In April 1920, Tom Caler, a 25-year-old ship’s fireman born in Zanzibar and raised in India, was hanged at Cardiff Prison. While his ship was docked at Cardiff, he cut the throats of Gladys Ibrahim, a young white woman, and her daughter, Ayesha. He also raped Gladys. He stole money, a coat and a gramophone from their home. A report by H. G. Cook, medical officer at HMP Cardiff, states, in its entirety: ‘I have the honour to report, as follows, regarding the mental condition of the above prisoner:—That his mental condition is normal, and that I find no evidence of insanity’ (25 February 1920, HO144/1625/400162).
Summing up the case for the prosecution in Tom Caler’s trial, Marlay Samson KC stated that Caler had ‘by drink reduced himself to the level of brute beasts’ (‘Shocking Cardiff Story’, South Wales News, 16 March 1920, clipping, HO144/1625/400162). The recurrent ‘brute beast’ stereotype, as hooks (2004) argues, renders black men subhuman and constructs them as natural rapists. The equation between black masculinity, animality, lack of civilisation and dangerous sexuality was prominent in British newspapers’ reporting of the so-called ‘Black Peril’, the fear of black men’s sexual violence towards white women in African colonies, particularly in the south, 1909–11 (McCulloch, 2000). The 1919 race riots that occurred across the main port cities in England and Wales were widely interpreted as a consequence of working class white men’s aversion towards sexual relationships between black men and white women (although the evidence for this as the main reason for the race riots was not strong) (Bland, 2005). Stereotypes about black men’s unrestrained sexuality were well established in popular discourse and formed a constitutive element of racialised colonial common sense (Lorimer, 2013). Caler’s sexualised black masculinity was a sharp contrast to the normative objective white masculinity of the law and to common sense notions of the equation between Britishness and civilisation.
A report by G. B. Griffiths at Brixton about Ajun Sherif Khan, an Indian lascar who stabbed Abdul Kadir, the crewmember of a different ship, in a fight while they were docked at Tilbury in April 1920, consists of five short sentences. Like Sung, Khan is described as ‘good and rational’. Unlike Sung, he was interviewed through an interpreter and ‘appeared to answer questions readily and intelligently’ (7 June 1920, HO144/7470). Khan was reprieved by the Home Secretary on the basis that the fight did not result from ‘personal malice’ (Memo from Ernley Blackwell to Edward Shortt, 25 August 1920, HO144/7470). He was transferred from HMP Parkhurst to Broadmoor Asylum in 1922 after attacking a prison officer because he thought his food was being poisoned.

## QUESTIONS ON THE MATERIAL
a - Translate this sentence from the passage about the 1920 prison cases into Spanish: "He was transferred from HMP Parkhurst to Broadmoor Asylum in 1922 after attacking a prison officer because he thought his food was being poisoned."
b - Answer these questions using the passage about the 1920 prison cases:
(i) Where was Tom Caler born?
(ii) Who summed up the case for the prosecution at Caler's trial?
(iii) At which port were the ships docked when Ajun Sherif Khan stabbed Abdul Kadir?
c - Pick up the passage about the 1920 prison cases after its final sentence and write the next paragraph.
None of the rows have any bearing on the passage about the 1920 prison cases.

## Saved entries
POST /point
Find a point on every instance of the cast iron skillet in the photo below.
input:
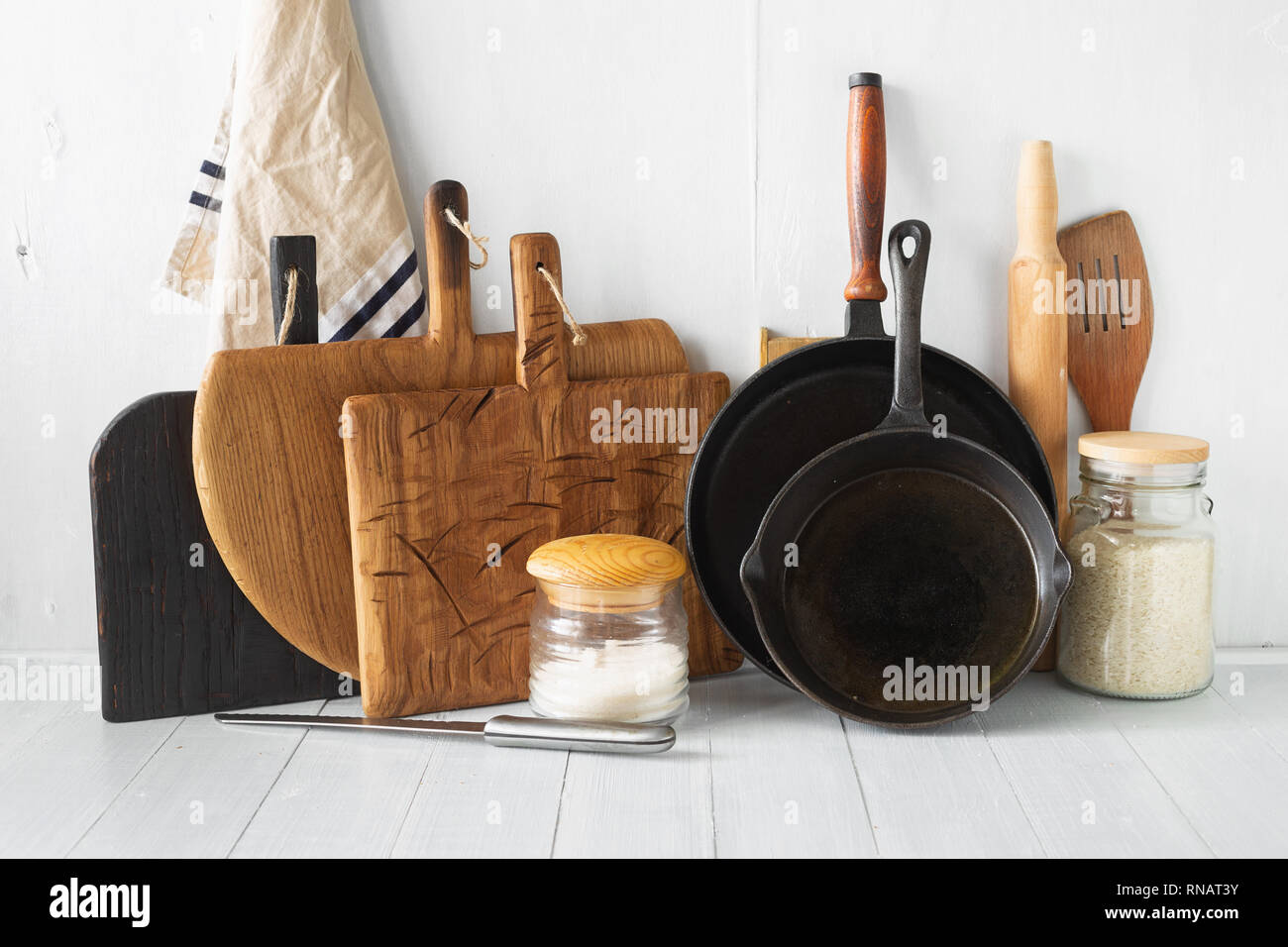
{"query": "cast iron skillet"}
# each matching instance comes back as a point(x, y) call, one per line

## RESPONSES IN ORDER
a - Fue trasladado de HMP Parkhurst al Broadmoor Asylum en 1922 después de atacar a un funcionario de prisiones porque creía que estaban envenenando su comida.

b -
(i) Zanzibar
(ii) Marlay Samson KC
(iii) Tilbury

c -
Notions of racial difference surfaced in the summing up of Ajun Khan’s trial. Referring to the evidence given by three ‘Hindoo’ witnesses, Justice Darling cautioned the jury:
[…] be very careful how you treat it because we do not understand these people and they do not understand us, very few people do. We do not understand them and we have very little means of judging what sort of motives they act and what may be their own particular little quarrels among themselves in their own country […] It is difficult to judge their demeanour when people are so far removed from us in habit and mode of thought (Trial transcript, 21 July 1920, HO144/7470).
Justice Darling assumed that Khan, his victim and the lascar witnesses had a different (and inscrutable) psychology from white British men and exhibited paternalistic views about the ‘little quarrels’ in which they were engaged. The reference to ‘mode of thought’ indicates a loose application of race science, but one heavily mediated by a practising epistemology of common sense and folk knowledge. The unreliability of racialised categorisation is indicated by his description of the three seamen who were witnesses as ‘Hindoo’. It is much more likely Maboob Rasul Khan, Noor Afzal Zaman and Madar Musa were Muslims. This misattribution underlines Stoler’s (2010b: xvi) contention that with racialised categories ‘[m]uddled models were the norm, not the exception’. The exhortation to be ‘careful’ about the witnesses’ evidence also evoked a colonial ‘hierarchy of credibility’ about whose account could be trusted (Stoler, 2010a).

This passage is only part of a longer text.